Zadania:
**A)** Wymień wszystkie języki, których według biogramu Krzysztofa Celestyna Mrongowiusza uczył się on równocześnie z nauką w Seminarium Polskim.
**B)** W którym roku Mrongowiusz ukończył studia, zgodnie z biogramem Krzysztofa Celestyna Mrongowiusza?
**C)** Dopisz dalszy ciąg biogramu Krzysztofa Celestyna Mrongowiusza, zaczynając po jego ostatnim zdaniu.

Fragment źródła:
======

MRONGOWIUSZ KRZYSZTOF CELESTYN, kaznodzieja, językoznawca, patron ulicy
< Poprzednie | Następne > |
KRZYSZTOF CELESTYN MRONGOWIUSZ (Christoph Coelestin Mrongovius; 19 VII 1764 Olsztynek (Hohenstein) – 3 VI 1855 Gdańsk), kaznodzieja, językoznawca, pedagog, tłumacz, edytor. Syn Bartłomieja (zmienił nazwisko Mrąga/Mronga na Mrongovius) (1730–1800), rektora szkoły miejskiej w Olsztynku i od 1768 polskiego kaznodziei w Marwałdzie (Marwalde), oraz pochodzącej z Kętrzyna (Rastenburg) Julianny Estery z domu Weber (1734–1804). Starszy brat Karola.
Do trzynastego roku życia wychowywał się w domu. W 1777 rozpoczął wraz z bratem naukę w szkole prowincjonalnej w Zalewie (Saalfeld) koło Morąga. Od 1780 w Królewcu (Königsberg), przez dwa lata uczęszczał do szkoły katedralnej w Knipawie (Kneiphof; część Królewca), której rektorem był wybitny historyk literatury George Christophor Pisansky (1725–1790). 21 III 1781 zapisał się na Wydział Teologiczny Uniwersytetu w Królewcu. Był słuchaczem obowiązkowego Seminarium Polskiego, kształcącego tych kandydatów na duchownych i nauczycieli, których językiem ojczystym był polski. Równocześnie uczył się języka rosyjskiego, czeskiego, łaciny, greki, hebrajskiego, francuskiego i angielskiego. Utrzymywał się z korepetycji i zapewne przerywał studia, bo ukończył je dopiero w 1789. W latach 1790–1796 był nauczycielem języka polskiego i greki w Collegium Fridericianum, a równocześnie młodszym nauczycielem tych przedmiotów w szkole w Knipawie. Prywatnych lekcji języka polskiego udzielał także dorosłym. Nauczał metodą konwersacji, kładł nacisk na idiomy. Dla Niemców opracował w 1794 podręcznik Polnisches Lesebuch, Lexicon und Sprachlehre für die ersten Anfänger mit grammatisch erläuternden Anmerkungen, zaopatrując go także w odmienny tytuł polski: Zabawki przyjemne czyli Książka elementarna dla uczących się polskiego lub niemieckiego języka ze słownikiem i krótką gramatyką podług ustaw sławnego Adelunga (Johann Christoph Adelung, 1732–1806, filolog niemiecki). Podręcznik był kilkakrotnie wznawiany pod nieco zmienionym tytułem i używany między innymi w szkołach gdańskich do połowy XIX wieku.

======

Zapisane wiersze:
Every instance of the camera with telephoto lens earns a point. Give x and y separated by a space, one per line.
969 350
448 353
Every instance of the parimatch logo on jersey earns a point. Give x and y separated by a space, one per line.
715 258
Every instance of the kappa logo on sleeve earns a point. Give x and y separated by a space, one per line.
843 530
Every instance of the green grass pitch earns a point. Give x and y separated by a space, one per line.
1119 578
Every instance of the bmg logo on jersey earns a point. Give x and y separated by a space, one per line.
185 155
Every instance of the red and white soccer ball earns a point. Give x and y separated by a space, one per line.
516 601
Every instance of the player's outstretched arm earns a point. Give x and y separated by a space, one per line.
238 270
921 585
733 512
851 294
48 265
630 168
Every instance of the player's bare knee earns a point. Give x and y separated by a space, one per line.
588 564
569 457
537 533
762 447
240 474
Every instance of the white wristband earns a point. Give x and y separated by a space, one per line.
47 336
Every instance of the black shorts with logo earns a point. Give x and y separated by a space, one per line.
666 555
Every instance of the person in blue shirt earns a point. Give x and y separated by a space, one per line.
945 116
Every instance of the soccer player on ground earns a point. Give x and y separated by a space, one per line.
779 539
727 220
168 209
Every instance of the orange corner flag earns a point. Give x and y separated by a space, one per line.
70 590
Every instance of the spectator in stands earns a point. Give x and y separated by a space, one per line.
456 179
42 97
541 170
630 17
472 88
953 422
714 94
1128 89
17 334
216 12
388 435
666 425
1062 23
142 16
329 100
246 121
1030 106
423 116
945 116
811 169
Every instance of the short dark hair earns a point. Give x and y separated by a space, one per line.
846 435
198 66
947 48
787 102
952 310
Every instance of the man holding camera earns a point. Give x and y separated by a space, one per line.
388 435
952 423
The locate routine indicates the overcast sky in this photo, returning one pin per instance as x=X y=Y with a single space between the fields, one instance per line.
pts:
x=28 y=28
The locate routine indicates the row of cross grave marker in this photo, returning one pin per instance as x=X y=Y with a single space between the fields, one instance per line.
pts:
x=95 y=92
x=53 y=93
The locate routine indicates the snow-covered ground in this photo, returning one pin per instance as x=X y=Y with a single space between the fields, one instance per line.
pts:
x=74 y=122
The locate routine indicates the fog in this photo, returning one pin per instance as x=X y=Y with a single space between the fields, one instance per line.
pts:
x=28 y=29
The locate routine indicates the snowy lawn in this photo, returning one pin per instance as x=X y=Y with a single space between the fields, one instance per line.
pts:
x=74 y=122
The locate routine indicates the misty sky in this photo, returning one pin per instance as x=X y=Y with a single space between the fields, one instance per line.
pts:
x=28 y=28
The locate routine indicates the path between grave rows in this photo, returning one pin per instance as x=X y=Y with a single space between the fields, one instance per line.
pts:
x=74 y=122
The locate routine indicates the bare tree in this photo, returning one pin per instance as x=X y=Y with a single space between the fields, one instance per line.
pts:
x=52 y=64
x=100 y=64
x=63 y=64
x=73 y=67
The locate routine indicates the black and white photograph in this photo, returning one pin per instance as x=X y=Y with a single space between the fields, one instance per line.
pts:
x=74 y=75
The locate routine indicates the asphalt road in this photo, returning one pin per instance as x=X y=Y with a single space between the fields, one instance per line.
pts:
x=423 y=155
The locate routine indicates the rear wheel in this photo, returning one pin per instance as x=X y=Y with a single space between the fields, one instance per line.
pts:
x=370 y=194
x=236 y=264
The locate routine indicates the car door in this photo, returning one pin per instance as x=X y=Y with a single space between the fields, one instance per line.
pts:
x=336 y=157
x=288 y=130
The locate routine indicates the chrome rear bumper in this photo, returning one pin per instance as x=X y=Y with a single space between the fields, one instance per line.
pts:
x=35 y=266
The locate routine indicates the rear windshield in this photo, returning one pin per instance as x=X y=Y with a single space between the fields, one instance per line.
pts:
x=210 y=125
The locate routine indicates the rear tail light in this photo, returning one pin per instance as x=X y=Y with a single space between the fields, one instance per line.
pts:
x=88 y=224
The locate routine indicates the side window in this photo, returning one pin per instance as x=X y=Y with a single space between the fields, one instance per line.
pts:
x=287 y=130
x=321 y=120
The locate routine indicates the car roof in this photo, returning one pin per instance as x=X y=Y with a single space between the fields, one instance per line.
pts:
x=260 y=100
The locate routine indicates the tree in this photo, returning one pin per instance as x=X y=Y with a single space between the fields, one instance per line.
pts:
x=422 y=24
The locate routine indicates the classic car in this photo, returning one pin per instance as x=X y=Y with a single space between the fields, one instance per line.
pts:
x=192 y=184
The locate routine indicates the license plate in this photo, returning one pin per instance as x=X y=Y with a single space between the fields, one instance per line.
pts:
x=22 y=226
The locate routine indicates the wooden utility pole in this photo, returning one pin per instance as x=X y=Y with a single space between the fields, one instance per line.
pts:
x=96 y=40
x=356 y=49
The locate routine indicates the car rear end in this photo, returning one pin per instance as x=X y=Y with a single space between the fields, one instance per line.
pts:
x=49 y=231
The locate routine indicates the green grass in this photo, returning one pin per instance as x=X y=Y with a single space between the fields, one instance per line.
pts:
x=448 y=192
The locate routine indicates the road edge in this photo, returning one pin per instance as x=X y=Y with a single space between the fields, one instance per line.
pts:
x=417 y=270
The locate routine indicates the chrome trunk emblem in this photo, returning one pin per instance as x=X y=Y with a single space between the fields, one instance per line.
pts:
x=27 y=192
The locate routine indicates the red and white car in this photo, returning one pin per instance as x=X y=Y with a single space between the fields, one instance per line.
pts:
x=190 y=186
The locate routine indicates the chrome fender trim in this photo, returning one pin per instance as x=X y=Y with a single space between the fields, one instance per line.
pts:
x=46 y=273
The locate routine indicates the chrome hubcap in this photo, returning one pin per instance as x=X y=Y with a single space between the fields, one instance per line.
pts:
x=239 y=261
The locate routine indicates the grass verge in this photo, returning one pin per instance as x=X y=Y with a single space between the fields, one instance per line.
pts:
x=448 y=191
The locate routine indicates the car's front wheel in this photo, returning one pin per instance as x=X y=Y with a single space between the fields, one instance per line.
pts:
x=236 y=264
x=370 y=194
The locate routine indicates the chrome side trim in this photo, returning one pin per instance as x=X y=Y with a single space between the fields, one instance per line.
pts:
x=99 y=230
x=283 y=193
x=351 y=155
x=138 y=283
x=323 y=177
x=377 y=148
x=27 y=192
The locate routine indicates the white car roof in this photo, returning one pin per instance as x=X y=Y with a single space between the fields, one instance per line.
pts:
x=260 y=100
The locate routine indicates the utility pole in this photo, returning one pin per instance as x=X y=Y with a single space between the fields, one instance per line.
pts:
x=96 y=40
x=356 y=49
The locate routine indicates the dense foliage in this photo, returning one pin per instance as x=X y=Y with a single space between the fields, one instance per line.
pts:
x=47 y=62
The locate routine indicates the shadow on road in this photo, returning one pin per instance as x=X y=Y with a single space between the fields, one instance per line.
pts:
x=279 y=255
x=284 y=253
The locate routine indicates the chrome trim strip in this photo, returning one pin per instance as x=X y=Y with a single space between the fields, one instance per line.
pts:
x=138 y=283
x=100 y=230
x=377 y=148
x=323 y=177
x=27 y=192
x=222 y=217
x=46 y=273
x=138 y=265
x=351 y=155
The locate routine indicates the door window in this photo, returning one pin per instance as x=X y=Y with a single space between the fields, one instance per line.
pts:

======

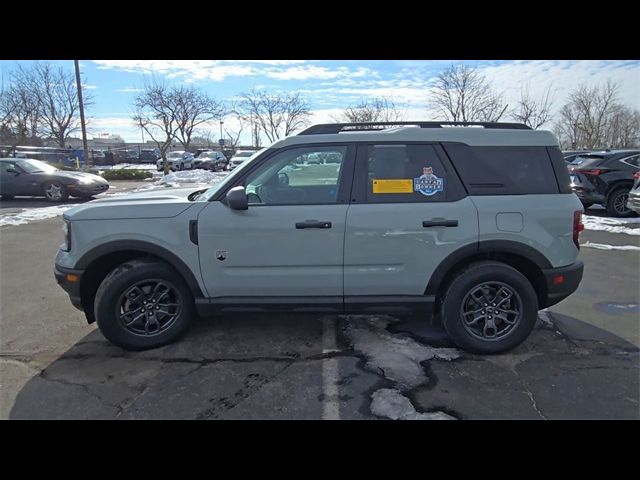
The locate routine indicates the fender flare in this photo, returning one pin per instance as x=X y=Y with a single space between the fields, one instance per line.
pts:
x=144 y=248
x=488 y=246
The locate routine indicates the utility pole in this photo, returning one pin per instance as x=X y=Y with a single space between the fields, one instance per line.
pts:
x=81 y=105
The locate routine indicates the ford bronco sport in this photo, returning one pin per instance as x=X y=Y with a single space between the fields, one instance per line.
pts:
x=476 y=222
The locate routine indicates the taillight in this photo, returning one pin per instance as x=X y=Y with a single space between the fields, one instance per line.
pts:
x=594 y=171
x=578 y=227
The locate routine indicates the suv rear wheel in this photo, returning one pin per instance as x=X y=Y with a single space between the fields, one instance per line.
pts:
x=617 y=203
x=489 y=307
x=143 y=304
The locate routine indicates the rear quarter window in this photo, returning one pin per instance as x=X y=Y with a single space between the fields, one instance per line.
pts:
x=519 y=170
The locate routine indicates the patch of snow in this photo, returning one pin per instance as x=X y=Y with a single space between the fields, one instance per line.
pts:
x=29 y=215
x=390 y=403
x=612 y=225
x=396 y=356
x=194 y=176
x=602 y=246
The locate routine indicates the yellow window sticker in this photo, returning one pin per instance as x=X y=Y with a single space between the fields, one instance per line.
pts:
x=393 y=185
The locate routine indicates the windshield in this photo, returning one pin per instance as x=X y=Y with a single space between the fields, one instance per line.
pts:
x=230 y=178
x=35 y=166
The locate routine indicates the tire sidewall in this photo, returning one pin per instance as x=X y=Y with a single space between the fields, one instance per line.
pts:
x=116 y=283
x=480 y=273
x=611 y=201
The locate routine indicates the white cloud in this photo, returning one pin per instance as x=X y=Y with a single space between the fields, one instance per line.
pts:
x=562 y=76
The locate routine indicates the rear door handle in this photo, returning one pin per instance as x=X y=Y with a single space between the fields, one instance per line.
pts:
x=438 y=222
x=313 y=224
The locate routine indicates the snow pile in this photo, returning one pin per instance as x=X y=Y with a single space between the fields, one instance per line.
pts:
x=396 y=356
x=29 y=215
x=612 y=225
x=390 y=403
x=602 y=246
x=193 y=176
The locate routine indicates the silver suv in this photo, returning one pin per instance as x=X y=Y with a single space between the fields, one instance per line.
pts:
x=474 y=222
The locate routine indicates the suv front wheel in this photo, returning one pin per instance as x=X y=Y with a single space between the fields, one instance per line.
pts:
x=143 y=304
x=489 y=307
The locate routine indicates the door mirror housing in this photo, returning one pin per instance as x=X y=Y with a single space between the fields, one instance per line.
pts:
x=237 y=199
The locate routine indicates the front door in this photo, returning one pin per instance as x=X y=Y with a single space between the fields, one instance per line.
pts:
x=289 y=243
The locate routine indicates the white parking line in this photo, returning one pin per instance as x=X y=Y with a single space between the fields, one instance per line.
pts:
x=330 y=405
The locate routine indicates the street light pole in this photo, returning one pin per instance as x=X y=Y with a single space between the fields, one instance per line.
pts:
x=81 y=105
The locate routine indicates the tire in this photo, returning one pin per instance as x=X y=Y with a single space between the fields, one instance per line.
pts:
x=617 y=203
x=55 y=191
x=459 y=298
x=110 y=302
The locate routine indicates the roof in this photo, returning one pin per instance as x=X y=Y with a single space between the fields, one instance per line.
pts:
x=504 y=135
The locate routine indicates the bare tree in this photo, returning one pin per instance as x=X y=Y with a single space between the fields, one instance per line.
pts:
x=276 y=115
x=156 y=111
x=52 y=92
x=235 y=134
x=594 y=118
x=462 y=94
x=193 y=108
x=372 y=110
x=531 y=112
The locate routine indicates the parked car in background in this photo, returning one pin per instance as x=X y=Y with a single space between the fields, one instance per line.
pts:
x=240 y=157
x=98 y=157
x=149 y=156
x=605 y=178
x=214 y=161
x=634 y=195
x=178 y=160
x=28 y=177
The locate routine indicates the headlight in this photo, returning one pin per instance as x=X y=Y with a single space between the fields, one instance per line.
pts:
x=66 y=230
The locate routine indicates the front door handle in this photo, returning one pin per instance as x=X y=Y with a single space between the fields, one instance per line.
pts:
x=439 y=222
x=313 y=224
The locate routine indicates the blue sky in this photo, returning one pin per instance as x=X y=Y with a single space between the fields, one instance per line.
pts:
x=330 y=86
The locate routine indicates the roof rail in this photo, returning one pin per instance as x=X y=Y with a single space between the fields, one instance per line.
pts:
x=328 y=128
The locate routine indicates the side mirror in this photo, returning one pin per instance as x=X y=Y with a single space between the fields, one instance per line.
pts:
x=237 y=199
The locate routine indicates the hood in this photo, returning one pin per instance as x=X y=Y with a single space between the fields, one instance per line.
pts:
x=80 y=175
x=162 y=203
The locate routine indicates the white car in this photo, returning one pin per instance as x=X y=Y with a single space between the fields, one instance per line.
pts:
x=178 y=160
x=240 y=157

======

Odpowiedzi:
**A)** Rosyjski, czeski, łacina, greka, hebrajski, francuski i angielski.

**B)** W 1789 roku.

**C)**
Na zlecenie władz pruskich tłumaczył na język polski urzędowe rozporządzenia i regulaminy, a także przygotował polską wersji kalendarza berlińskiego, który jako Kalendarz Pruski Polski… ukazywał się w latach 1791–1795. Poszerzył zawartość kalendarza o teksty z zakresu wiedzy przyrodniczej, medycznej i literatury polskiej (między innymi Ignacego Krasickiego, Juliana Ursyna Niemcewicza). W 1795 przetłumaczył Katechizm zdrowia dla użytku szkół i domowey edukacyi Bernharda Christopha Fausta (1755–1842), lekarza, autora pierwszego poradnika z zakresu higieny szkolnej, wydanego w 1794 jako Gesundheitskatechismus zum Gebrauch in den Schulen und beim häuslichen Unterricht. Był też korektorem polskich druków tłoczonych w oficynach Hartunga w Królewcu i Kantera w Kwidzynie (Marienwerder), gdzie wydawał wspomniany Kalendarz Pruski Polski oraz Katechizm zdrowia...
W sierpniu 1797, na prośbę ministra finansów i nadburgrabiego Królestwa Pruskiego Christopha Albrechta von Ostau (1735–1803), opracował memoriał dotyczący utworzenia katedry języka polskiego na Uniwersytecie w Królewcu (Gedanken über den neu zu errichtenden polnischen Lehrstuhl, 25 VIII 1797). Memoriał był pokłosiem rozporządzenia króla pruskiego z 1796 wprowadzającego język polski jako przedmiot nadobowiązkowy we wszystkich uniwersytetach i gimnazjach. Władze pruskie rozważały możliwość utworzenia polskiego uniwersytetu w Królewcu, ewentualnie przekształcenia Seminarium Polskiego w katedrę języka polskiego. Sprawa upadła z powodu oporu Królewca. Prawdopodobnie stało się to przyczyną decyzji Mrongowiusza o przeniesieniu się do Gdańska.
W 1797 zaproponował gdańskiej Radzie Miejskiej swoją kandydaturę na pastora kaplicy św. Anny przy kościele św. Trójcy) i lektora języka polskiego w Gimnazjum Akademickim. Złożył wymagane egzaminy teologiczne (w czerwcu tentamen, czyli egzamin próbny, 26 listopada egzamin zwykły). W lutym 1798 otrzymał powołanie na stanowisko kaznodziei i lektora języka polskiego. 20 V 1798 został wprowadzony na urząd kaznodziei przez Johanna Wilhelma Lindego. Cztery dni później objął lektorat w Gimnazjum. Równocześnie do 1814 pełnił funkcję polskiego tłumacza sądowego. Z powodu niewielkiej liczby uczniów w Gimnazjum od 1805 język polski przestał być przedmiotem obowiązkowym, a jego nauczanie miało się odbywać dla wszystkich klas łącznie. Po przekształceniu w 1817 Gimnazjum Akademickiego w Gimnazjum Miejskie lektorat zniesiono. Prowadził nadal prywatnie naukę języka polskiego dla uczniów wyższych klas Gimnazjum w godzinach pozalekcyjnych.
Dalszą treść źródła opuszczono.